Supplied data:
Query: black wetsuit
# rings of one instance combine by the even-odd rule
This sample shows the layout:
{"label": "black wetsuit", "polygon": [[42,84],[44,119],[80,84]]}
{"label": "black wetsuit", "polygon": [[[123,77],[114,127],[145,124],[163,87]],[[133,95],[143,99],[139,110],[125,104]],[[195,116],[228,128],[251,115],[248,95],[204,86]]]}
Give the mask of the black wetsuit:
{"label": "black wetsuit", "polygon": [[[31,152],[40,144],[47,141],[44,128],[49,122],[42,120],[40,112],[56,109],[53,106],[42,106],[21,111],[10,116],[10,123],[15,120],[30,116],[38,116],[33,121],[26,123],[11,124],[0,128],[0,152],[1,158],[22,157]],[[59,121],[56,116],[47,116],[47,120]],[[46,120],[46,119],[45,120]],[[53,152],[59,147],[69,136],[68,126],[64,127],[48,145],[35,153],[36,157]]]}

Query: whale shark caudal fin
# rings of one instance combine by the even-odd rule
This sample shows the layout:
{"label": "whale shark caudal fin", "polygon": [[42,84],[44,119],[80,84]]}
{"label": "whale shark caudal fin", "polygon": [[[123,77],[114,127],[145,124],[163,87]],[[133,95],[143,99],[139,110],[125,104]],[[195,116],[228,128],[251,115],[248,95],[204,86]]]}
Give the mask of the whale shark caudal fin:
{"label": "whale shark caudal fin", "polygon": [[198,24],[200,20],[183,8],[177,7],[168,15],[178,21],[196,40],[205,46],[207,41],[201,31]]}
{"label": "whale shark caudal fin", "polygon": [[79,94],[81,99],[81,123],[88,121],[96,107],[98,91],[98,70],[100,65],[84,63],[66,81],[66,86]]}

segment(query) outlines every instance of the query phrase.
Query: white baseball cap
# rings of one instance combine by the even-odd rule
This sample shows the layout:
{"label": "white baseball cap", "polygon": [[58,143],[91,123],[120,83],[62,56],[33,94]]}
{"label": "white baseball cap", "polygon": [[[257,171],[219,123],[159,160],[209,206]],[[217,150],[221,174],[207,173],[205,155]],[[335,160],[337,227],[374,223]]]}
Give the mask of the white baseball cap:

Given exercise:
Send back each record exactly as it stands.

Solution:
Query: black wetsuit
# rings of one instance combine by the even-odd rule
This sample shows the layout:
{"label": "black wetsuit", "polygon": [[42,84],[44,119],[80,84]]}
{"label": "black wetsuit", "polygon": [[[123,77],[114,127],[145,124],[163,87]],[[133,95],[143,99],[139,110],[125,104]],[[195,116],[228,128],[251,115],[248,95],[204,86]]]}
Give the mask of the black wetsuit:
{"label": "black wetsuit", "polygon": [[[31,152],[40,144],[47,141],[44,128],[49,122],[42,120],[40,112],[56,109],[53,106],[42,106],[21,111],[10,116],[10,123],[15,120],[30,116],[38,116],[33,121],[26,123],[11,124],[0,128],[0,152],[1,158],[22,157]],[[59,121],[56,116],[47,116],[47,120]],[[46,120],[46,119],[45,120]],[[53,152],[59,147],[69,136],[68,126],[64,127],[48,145],[35,153],[36,157]]]}

Query: whale shark caudal fin
# rings of one instance combine by the even-odd rule
This sample shows the layout:
{"label": "whale shark caudal fin", "polygon": [[42,84],[44,119],[80,84]]}
{"label": "whale shark caudal fin", "polygon": [[[123,77],[114,127],[145,124],[163,87]],[[133,95],[143,99],[139,110],[125,104]],[[195,116],[228,128],[251,115],[248,95],[204,86]]]}
Give the mask of the whale shark caudal fin:
{"label": "whale shark caudal fin", "polygon": [[198,24],[200,20],[183,8],[177,7],[168,15],[178,21],[196,40],[205,46],[207,41],[201,31]]}
{"label": "whale shark caudal fin", "polygon": [[79,94],[81,99],[81,123],[88,121],[96,107],[98,91],[98,70],[100,65],[84,63],[66,81],[66,86]]}

segment(query) outlines every instance of the query phrase.
Query: white baseball cap
# rings of one instance combine by the even-odd rule
This sample shows the layout:
{"label": "white baseball cap", "polygon": [[58,143],[91,123],[120,83],[62,56],[33,94]]}
{"label": "white baseball cap", "polygon": [[[257,171],[219,123],[159,160],[209,206]],[[217,150],[221,174],[207,173],[205,155]],[[335,160],[337,227],[374,223]]]}
Give the mask of the white baseball cap:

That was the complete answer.